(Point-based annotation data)

---

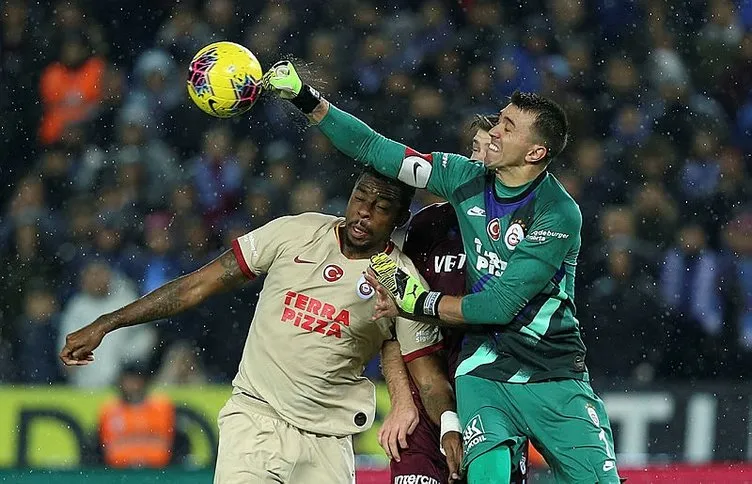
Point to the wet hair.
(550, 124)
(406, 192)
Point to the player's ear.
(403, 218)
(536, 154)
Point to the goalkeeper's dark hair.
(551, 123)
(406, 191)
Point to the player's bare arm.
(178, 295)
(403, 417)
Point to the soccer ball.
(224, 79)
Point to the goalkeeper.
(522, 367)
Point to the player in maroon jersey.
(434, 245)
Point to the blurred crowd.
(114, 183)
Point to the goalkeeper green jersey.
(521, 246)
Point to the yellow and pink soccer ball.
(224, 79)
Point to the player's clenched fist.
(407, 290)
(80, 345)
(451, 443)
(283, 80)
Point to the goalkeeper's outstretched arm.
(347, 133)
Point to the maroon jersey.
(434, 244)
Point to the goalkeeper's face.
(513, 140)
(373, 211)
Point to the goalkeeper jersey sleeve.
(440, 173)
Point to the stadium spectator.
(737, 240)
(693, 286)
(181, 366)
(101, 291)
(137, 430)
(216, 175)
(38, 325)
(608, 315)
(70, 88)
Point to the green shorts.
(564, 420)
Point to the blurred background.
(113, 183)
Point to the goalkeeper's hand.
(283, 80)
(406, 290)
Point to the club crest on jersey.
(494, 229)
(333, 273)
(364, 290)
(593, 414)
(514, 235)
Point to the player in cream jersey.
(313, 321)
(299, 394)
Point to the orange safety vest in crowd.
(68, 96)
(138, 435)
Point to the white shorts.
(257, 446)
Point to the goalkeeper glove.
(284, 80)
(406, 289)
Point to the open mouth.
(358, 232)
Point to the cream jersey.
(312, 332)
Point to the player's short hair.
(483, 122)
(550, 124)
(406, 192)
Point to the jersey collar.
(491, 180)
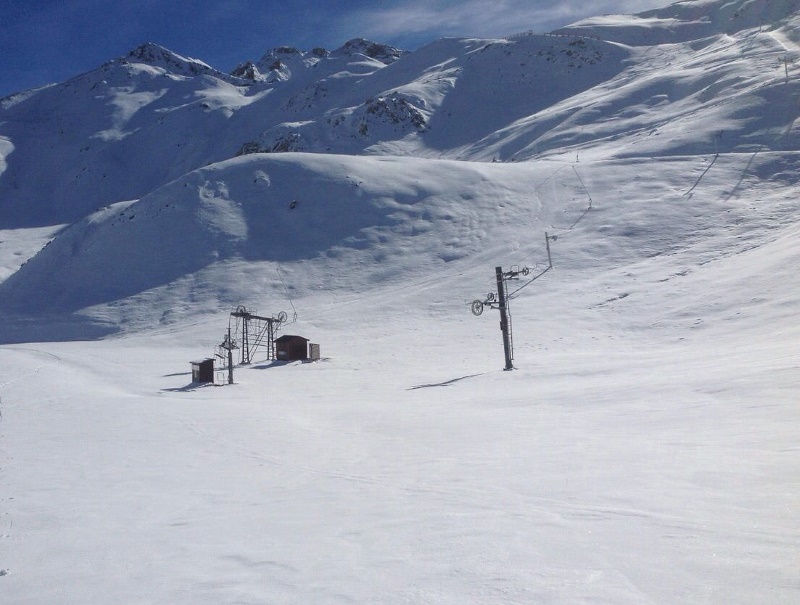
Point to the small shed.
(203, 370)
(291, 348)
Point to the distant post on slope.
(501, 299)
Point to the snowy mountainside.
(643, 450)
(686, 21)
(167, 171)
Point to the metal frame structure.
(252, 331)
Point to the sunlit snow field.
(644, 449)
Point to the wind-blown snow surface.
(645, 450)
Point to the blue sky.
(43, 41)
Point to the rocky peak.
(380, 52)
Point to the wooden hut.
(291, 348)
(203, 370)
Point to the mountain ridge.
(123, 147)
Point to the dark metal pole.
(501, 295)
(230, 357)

---

Exercise - Rewrite all the records above with every "soccer ball" changed to "football" and nothing else altered. Leave out the picture lines.

Exercise solution -
Point to the wet hair.
(550, 124)
(406, 192)
Point to the player's ear.
(403, 218)
(536, 154)
Point to the goalkeeper's dark hair.
(551, 123)
(406, 191)
Point to the player's bare arm.
(178, 295)
(403, 417)
Point to the football.
(224, 79)
Point to the goalkeeper.
(522, 367)
Point to the player in maroon jersey.
(434, 245)
Point to the blurred crowd.
(114, 183)
Point to the goalkeeper green jersey.
(521, 246)
Point to the yellow and pink football.
(224, 79)
Point to the player's clenched fist.
(407, 290)
(80, 345)
(451, 443)
(283, 80)
Point to the goalkeeper's outstretched arm.
(347, 133)
Point to the maroon jersey.
(434, 244)
Point to the goalkeeper's face.
(513, 140)
(373, 211)
Point to the goalkeeper jersey sleeve.
(440, 173)
Point to the stadium spectator.
(737, 240)
(693, 286)
(181, 366)
(101, 291)
(137, 430)
(216, 175)
(38, 325)
(608, 315)
(70, 88)
Point to the green shorts.
(564, 420)
Point to the blurred background.
(113, 183)
Point to the goalkeeper's hand.
(283, 80)
(406, 290)
Point to the club crest on jersey.
(494, 229)
(333, 273)
(364, 290)
(593, 414)
(514, 235)
Point to the player in cream jersey.
(313, 321)
(299, 394)
Point to the orange safety vest in crowd.
(68, 96)
(138, 435)
Point to the white shorts.
(257, 446)
Point to the goalkeeper glove.
(284, 80)
(406, 289)
Point to the open mouth.
(358, 232)
Point to the cream jersey.
(312, 332)
Point to the player's short hair.
(483, 122)
(550, 124)
(406, 192)
Point to the jersey collar.
(491, 180)
Point to the small shed.
(203, 370)
(291, 348)
Point to the distant post on slope.
(501, 299)
Point to the snowy mountainside.
(643, 450)
(686, 21)
(167, 171)
Point to the metal frame structure.
(252, 331)
Point to the sunlit snow field.
(644, 449)
Point to the wind-blown snow surface.
(645, 450)
Point to the blue sky.
(43, 41)
Point to the rocky peak.
(380, 52)
Point to the wooden hut.
(291, 348)
(203, 370)
Point to the mountain ridge.
(123, 147)
Point to the dark metal pole.
(501, 295)
(230, 357)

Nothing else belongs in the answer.